[Source document]:
________

Look at the public sector system. We have a magnificent talent pool. But they don’t take decisions fast enough, fearing CAG or other inquiries.
The public sector entities and banks should have government stake of 50 per cent and the remaining 50 per cent should be held by the public. Like the public demands accountability during the elections every five years, they will make these companies accountable.
Also, I feel why put a cap on production? Any increase in production helps everyone.
PM Modi is a doer. He is set to bring about far-reaching changes in the economy, housing, education, jobs etc. I firmly believe that if PM Modi cannot do it, then no one else can do it.
PM Modi sees a $ 5 trillion dollar economy by 2024. Do you see that happening?
Of course yes. This is very much achievable. We have to, as I mentioned, undertake a few measures, including increasing production, and reducing dependence on imports. At the same time, public sector banks should lend more to the industry.
What are your other Budget expectations?
In aluminium, massive import – as much as 60 per cent – has happened. I hope it’s curtailed. We are definitely looking that we get full price for our oil.
I always said that corporate tax should be 20 per cent.
You think the Modi government is receptive to ideas?
The PM has shown the intent and has said that he is hungry for newer, disruptive ideas. He has said – if you have new ideas, come and present to me, I will give you time. So, the government is very much receptive to outside ideas.
Jobs, farm distress, and a slowdown – Are we facing a crisis?
Banks are not doing their job. There’s a squeeze of money, though the banks have enough money. That has created a havoc in the system. Money must reach the people and businesses so that businesses can survive.
How do we tackle the jobs crisis?
Mining alone has the potential to create 10 to 15 crore jobs. Government must continue to spend massively on infrastructure. The construction sector along with infrastructure is the biggest employer. When it further opens up, there will be more jobs.
Of course you know that I believe that anyone with Aadhar card should be eligible for Rs 2 lakh loan so that they can turn entrepreneurs and found small businesses.
What is Vedanta doing towards creating more number of jobs?
We will spend Rs 60,000 crore in the next two years.
Our revenues should rise from $ 18 billion to $ 30 billion in the next two years. This will create 10 to 15,000 jobs.

________

[Things to do]:
**a.** Translate this sentence from the interview about India's economy into Spanish: "Government must continue to spend massively on infrastructure."
**b.** Pick up the interview about India's economy after its last line and write what comes next.
The entries that come after this interview about India's economy are separate material.

[Data listing]:
________

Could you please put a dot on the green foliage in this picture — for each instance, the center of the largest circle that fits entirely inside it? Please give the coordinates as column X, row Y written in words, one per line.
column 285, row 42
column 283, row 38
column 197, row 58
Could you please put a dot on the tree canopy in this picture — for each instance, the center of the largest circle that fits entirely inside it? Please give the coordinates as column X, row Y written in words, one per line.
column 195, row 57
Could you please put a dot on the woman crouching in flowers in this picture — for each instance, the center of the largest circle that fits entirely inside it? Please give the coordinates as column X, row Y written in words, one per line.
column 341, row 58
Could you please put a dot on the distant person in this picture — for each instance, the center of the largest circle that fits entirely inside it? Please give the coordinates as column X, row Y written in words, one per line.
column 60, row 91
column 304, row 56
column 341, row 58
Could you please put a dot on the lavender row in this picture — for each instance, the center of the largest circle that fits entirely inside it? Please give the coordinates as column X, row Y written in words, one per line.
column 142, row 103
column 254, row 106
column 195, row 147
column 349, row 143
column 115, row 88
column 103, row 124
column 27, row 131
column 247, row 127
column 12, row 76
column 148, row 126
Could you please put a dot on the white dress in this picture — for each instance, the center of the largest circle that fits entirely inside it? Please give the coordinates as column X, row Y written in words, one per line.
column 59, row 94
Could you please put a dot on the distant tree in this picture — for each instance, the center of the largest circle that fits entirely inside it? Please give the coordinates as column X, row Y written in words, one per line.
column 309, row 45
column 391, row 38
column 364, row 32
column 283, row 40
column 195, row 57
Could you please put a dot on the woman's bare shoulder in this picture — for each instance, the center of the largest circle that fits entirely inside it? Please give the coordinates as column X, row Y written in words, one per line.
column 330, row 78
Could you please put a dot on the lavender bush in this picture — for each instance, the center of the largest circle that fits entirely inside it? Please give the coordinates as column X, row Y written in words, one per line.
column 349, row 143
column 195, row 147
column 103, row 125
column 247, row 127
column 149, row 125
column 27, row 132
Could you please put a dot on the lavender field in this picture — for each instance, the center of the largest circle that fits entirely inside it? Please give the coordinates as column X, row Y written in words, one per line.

________

[Answers provided]:
**a.** El gobierno debe seguir gastando masivamente en infraestructura.

**b.**
Vedanta will be one per cent of India’s GDP. We will be the largest taxpayer in the country.
Also, in the next two years, we want to make sure that 4 lakh children are taken care of, particularly their health, education and nutrition – through our Nand Ghar endeavour.
Also, in the next two years, we want to ensure that 2 crore women in underdeveloped regions are empowered – and they turn entrepreneurs with regular monthly incomes. For instance, I am keen to do something meaningful in Bihar – a state where I hail from – but I am not getting a proper avenue.
Do you think India is doing enough to address the rural distress?
I think this government led by PM Modi is hugely concerned about it. As the PM said, many farmers are so caught up with their trials and tribulations in their daily lives that they don’t even realise that they have an Agriculture Ministry to address their concerns. I think the PM wants that the industry should help with food processing units so that there is a value addition to the farm output. Also, one idea I think being explored is an app-based (much like Uber / Ola) tractor service – something that can a boon for the farmers. The PM is also concerned about the water resources, and they are committed to doubling farm income.
What are the leadership and life lessons that one can learn from Mr Anil Agarwal?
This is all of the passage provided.